_Text excerpt:_
---*---

Close Jeylan, Arshad Sarah H, Soffer Stephen L, Lewis Jason, Benton Tami D
National Clinician Scholars Program, Department of Psychiatry and Behavioral Sciences, Child & Family Mental Health & Community Psychiatry Division, Duke University School of Medicine, 710 West Main Street, Durham, NC 27701, USA; Duke Margolis Center for Health Policy, Duke University, 710 West Main Street, Durham, NC 27701, USA.
Children's Hospital of Philadelphia, University of Pennsylvania Perelman School of Medicine and UC Irvine School of Medicine, The Hub for Clinical Collaboration, DCAPBS, Floor 12, 3500 Civic Center Boulevard, Philadelphia, PA 19104, USA.
Pediatr Clin North Am. 2024 Aug;71(4):583-600. doi: 10.1016/j.pcl.2024.04.002. Epub 2024 May 19.

---*---

_Work instruction 1:_
Answer these from the article citation header:
(a) In which journal, and in what month and year, was the article published?
(b) What street address is given for the Duke University affiliations?
(c) On which floor is the Philadelphia address located?
_Work instruction 2:_ Reproduce the part of the article citation header between "Children's Hospital of" and "PA 19104, USA.", inclusive.
_Work instruction 3:_ Write the next part of the article citation header, continuing after its final line.

_Record excerpts:_
---*---

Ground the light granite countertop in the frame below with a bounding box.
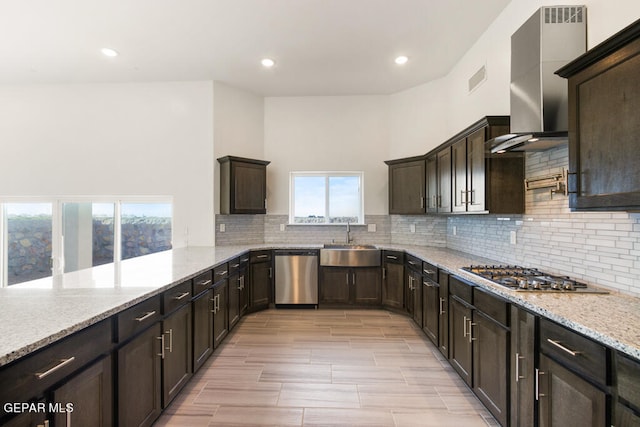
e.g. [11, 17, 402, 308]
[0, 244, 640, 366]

---*---

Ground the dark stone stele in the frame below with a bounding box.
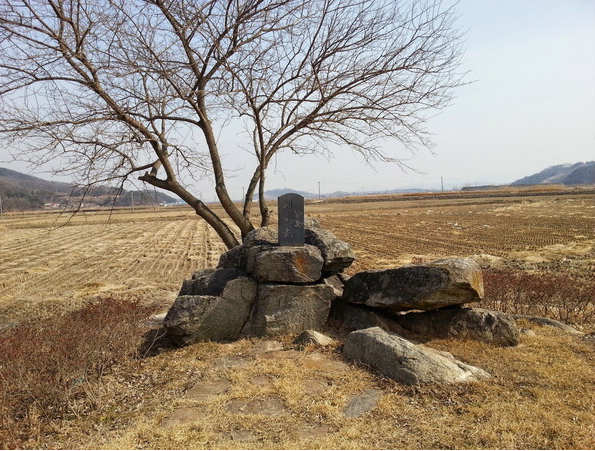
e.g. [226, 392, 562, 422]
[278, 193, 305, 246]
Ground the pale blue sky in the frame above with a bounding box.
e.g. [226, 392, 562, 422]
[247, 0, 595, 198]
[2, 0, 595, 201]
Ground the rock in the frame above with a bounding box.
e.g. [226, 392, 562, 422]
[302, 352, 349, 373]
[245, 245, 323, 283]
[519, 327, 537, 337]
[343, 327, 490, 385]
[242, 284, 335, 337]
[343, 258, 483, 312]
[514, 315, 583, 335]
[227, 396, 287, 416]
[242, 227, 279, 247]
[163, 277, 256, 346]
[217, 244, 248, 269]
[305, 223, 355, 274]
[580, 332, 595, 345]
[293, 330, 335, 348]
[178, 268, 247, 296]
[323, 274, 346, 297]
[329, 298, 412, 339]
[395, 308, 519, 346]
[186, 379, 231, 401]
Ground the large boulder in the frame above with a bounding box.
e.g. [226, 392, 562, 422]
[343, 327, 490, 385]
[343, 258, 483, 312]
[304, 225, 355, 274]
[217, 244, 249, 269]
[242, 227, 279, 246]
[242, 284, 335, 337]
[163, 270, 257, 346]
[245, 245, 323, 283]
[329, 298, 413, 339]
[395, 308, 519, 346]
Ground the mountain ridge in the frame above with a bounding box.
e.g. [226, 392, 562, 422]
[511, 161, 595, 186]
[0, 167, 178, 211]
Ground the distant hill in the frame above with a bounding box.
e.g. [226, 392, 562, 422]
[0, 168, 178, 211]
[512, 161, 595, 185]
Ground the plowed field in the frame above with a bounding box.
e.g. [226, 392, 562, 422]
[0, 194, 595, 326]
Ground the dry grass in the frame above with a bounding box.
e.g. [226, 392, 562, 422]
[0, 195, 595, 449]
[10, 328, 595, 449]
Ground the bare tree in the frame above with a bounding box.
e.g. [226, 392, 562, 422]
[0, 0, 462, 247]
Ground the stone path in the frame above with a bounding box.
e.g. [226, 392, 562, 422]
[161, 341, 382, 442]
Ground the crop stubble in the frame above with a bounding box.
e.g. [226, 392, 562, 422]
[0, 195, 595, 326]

---*---

_Exercise output 1:_
(a) Pediatr Clin North Am., August 2024
(b) 710 West Main Street, Durham, NC 27701, USA
(c) Floor 12

_Exercise output 2:_
Children's Hospital of Philadelphia, University of Pennsylvania Perelman School of Medicine and UC Irvine School of Medicine, The Hub for Clinical Collaboration, DCAPBS, Floor 12, 3500 Civic Center Boulevard, Philadelphia, PA 19104, USA.

_Exercise output 3:_
Prior to COVID-19, there were already increasing rates of youth with mental health concerns, including an increase in youth presenting to medical emergency departments (EDs) with mental health chief complaints and limited access to treatment. This trend worsened during the pandemic, and rates of youth presenting to medical EDs with suicidal ideation and self-harm increased 50% from 2019 to 2022. This resulted in a "boarding" crisis, in part, due to a lack of inpatient psychiatric hospitalization beds, and many youth were left without access to adequate treatment. Additional study of innovations in health care delivery will be paramount in meeting this need.